* start Data to use *

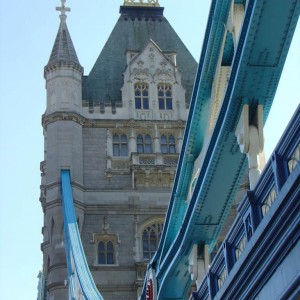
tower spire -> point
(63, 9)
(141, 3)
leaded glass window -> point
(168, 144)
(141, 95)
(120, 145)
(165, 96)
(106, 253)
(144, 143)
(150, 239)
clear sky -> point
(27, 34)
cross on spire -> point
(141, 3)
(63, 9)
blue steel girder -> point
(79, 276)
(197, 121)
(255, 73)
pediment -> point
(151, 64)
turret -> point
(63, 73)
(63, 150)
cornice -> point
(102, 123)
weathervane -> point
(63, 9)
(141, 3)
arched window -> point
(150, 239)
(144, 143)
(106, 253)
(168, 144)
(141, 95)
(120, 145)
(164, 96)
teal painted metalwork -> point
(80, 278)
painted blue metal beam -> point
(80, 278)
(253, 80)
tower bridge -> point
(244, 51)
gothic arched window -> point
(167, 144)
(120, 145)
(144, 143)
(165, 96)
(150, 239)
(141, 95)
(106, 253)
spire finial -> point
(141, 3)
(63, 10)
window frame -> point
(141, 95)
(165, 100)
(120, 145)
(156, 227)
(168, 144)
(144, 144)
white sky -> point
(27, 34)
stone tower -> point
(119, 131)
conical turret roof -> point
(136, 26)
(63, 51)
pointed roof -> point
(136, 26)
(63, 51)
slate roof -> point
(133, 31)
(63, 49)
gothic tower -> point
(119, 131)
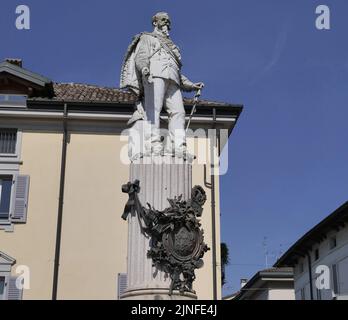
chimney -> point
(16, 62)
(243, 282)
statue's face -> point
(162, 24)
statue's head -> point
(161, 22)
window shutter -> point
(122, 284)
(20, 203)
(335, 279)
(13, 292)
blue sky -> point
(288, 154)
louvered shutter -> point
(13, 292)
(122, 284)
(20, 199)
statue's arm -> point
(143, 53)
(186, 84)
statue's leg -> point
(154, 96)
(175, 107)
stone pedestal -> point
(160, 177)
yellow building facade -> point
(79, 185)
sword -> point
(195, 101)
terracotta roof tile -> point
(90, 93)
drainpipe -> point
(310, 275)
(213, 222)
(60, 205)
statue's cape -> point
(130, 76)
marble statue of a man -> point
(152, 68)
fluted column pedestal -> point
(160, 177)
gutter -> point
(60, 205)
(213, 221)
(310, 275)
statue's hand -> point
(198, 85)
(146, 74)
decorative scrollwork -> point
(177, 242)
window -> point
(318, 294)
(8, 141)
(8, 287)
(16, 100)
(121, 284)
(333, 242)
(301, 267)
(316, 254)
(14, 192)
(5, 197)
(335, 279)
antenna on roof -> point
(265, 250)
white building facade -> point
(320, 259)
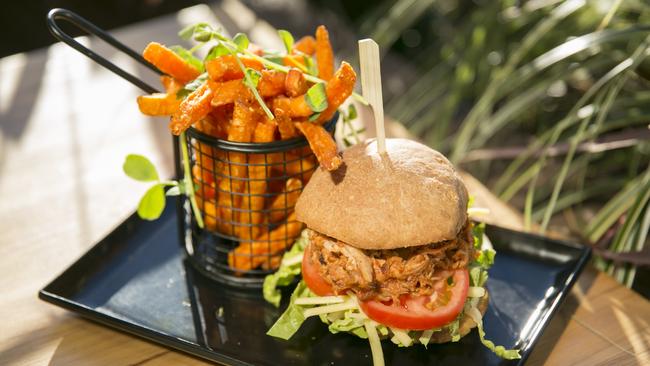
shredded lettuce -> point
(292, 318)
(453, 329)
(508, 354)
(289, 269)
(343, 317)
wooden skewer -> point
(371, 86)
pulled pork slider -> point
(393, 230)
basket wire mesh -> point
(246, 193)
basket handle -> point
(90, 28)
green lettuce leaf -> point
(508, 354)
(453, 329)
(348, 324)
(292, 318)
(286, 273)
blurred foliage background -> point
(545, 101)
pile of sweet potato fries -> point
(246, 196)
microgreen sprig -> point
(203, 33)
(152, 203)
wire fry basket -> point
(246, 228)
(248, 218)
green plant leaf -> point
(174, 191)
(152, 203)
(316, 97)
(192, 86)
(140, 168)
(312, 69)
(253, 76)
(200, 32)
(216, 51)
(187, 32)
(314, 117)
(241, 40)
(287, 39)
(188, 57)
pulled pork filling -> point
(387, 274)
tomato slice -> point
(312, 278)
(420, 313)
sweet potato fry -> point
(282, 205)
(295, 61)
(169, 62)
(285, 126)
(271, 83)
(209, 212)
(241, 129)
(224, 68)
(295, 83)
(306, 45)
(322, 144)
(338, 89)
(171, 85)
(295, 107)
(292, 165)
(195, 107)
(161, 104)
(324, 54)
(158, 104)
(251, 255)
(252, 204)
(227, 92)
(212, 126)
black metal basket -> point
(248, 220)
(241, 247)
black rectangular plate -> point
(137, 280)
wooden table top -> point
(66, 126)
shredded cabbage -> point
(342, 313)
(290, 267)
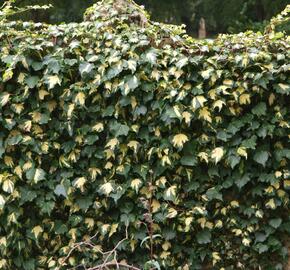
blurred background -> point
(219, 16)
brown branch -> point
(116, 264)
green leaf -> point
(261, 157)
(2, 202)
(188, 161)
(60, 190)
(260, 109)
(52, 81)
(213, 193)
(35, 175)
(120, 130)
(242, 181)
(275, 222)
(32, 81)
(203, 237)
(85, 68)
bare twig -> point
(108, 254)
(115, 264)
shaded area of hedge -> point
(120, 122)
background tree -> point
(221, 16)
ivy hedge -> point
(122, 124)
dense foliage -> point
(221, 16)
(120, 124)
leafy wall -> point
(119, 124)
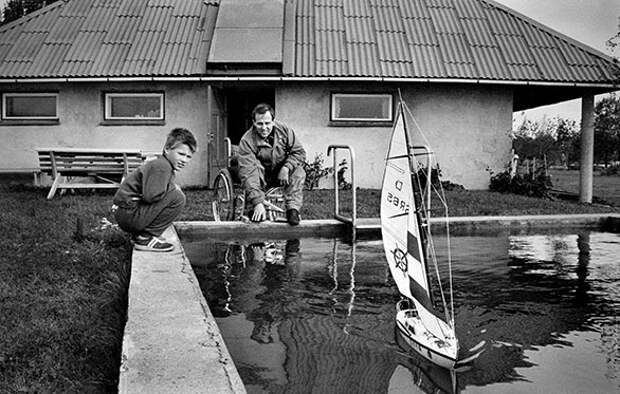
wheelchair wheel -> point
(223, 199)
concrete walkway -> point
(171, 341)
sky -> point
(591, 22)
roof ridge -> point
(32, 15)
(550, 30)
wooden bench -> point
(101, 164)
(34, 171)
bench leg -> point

* end Data to use *

Write out the whole listing exactly, and drop the pictures.

tower spire -> point
(63, 9)
(141, 3)
leaded glass window -> point
(168, 144)
(141, 95)
(120, 145)
(165, 96)
(106, 253)
(144, 143)
(150, 239)
clear sky -> point
(27, 34)
cross on spire -> point
(141, 3)
(63, 9)
blue steel girder -> point
(79, 276)
(197, 121)
(255, 73)
pediment -> point
(151, 64)
turret -> point
(63, 73)
(63, 150)
cornice -> point
(102, 123)
weathervane -> point
(63, 9)
(141, 3)
arched window -> point
(150, 239)
(144, 143)
(106, 253)
(168, 144)
(141, 95)
(120, 145)
(164, 96)
teal painted metalwork -> point
(80, 278)
painted blue metal beam -> point
(80, 278)
(253, 80)
tower bridge -> point
(244, 51)
gothic arched window -> point
(167, 144)
(120, 145)
(144, 143)
(165, 96)
(150, 239)
(141, 95)
(106, 253)
spire finial -> point
(141, 3)
(63, 10)
window frame -> point
(141, 95)
(165, 100)
(120, 145)
(156, 227)
(168, 144)
(144, 144)
white sky -> point
(27, 34)
stone tower -> point
(119, 131)
conical turret roof -> point
(136, 26)
(63, 51)
pointed roof -> point
(136, 26)
(63, 51)
slate roof -> point
(133, 31)
(63, 49)
gothic tower -> point
(119, 131)
chimney -> point
(16, 62)
(243, 282)
statue's face -> point
(162, 24)
statue's head -> point
(161, 22)
window shutter -> point
(122, 284)
(20, 203)
(335, 279)
(13, 292)
blue sky -> point
(288, 154)
louvered shutter -> point
(13, 292)
(122, 284)
(20, 199)
statue's arm -> point
(143, 53)
(186, 84)
statue's leg -> point
(154, 96)
(175, 107)
stone pedestal -> point
(160, 177)
yellow building facade -> point
(79, 185)
sword -> point
(195, 101)
terracotta roof tile -> point
(90, 93)
drainpipe -> point
(310, 275)
(213, 222)
(60, 205)
statue's cape -> point
(130, 76)
marble statue of a man -> point
(152, 68)
fluted column pedestal -> point
(160, 177)
gutter -> point
(60, 205)
(213, 221)
(310, 275)
statue's hand -> point
(198, 85)
(146, 74)
decorative scrollwork -> point
(177, 242)
window -> point
(318, 294)
(8, 141)
(8, 287)
(16, 100)
(121, 284)
(333, 242)
(301, 267)
(316, 254)
(14, 192)
(5, 197)
(335, 279)
antenna on roof -> point
(265, 250)
white building facade -> point
(320, 259)
shredded lettuce -> point
(292, 318)
(453, 329)
(508, 354)
(289, 269)
(343, 317)
wooden skewer -> point
(371, 86)
pulled pork slider -> point
(393, 230)
basket wire mesh -> point
(246, 193)
basket handle -> point
(90, 28)
green lettuce leaf -> point
(508, 354)
(453, 329)
(348, 324)
(292, 318)
(286, 273)
blurred foliage background -> point
(545, 101)
pile of sweet potato fries -> point
(246, 196)
microgreen sprig -> point
(203, 33)
(152, 203)
wire fry basket -> point
(246, 228)
(248, 218)
green plant leaf -> point
(174, 191)
(152, 203)
(316, 97)
(192, 86)
(140, 168)
(312, 69)
(253, 76)
(200, 32)
(216, 51)
(187, 32)
(314, 117)
(241, 40)
(287, 39)
(188, 57)
pulled pork filling -> point
(387, 274)
tomato slice -> point
(312, 278)
(420, 313)
sweet potato fry -> point
(282, 205)
(295, 61)
(169, 62)
(285, 126)
(271, 83)
(209, 212)
(241, 129)
(224, 68)
(295, 83)
(306, 45)
(322, 144)
(338, 89)
(171, 85)
(295, 107)
(292, 165)
(195, 107)
(161, 104)
(324, 54)
(158, 104)
(251, 255)
(252, 204)
(227, 92)
(212, 126)
black metal basket -> point
(248, 220)
(241, 247)
black rectangular plate -> point
(137, 280)
wooden table top -> point
(66, 126)
shredded cabbage -> point
(342, 313)
(290, 267)
blurred background -> point
(219, 16)
brown branch -> point
(116, 264)
green leaf -> point
(261, 157)
(2, 202)
(188, 161)
(60, 190)
(260, 109)
(52, 81)
(213, 193)
(35, 175)
(120, 130)
(242, 181)
(275, 222)
(32, 81)
(203, 237)
(85, 68)
bare twig -> point
(108, 254)
(115, 264)
shaded area of hedge -> point
(120, 122)
background tree -> point
(221, 16)
ivy hedge -> point
(122, 124)
dense foliage -> point
(221, 16)
(120, 124)
leafy wall -> point
(119, 124)
wheelchair wheel -> point
(223, 199)
concrete walkway -> point
(171, 341)
sky -> point
(591, 22)
roof ridge -> point
(32, 15)
(550, 30)
wooden bench -> point
(101, 164)
(34, 171)
bench leg -> point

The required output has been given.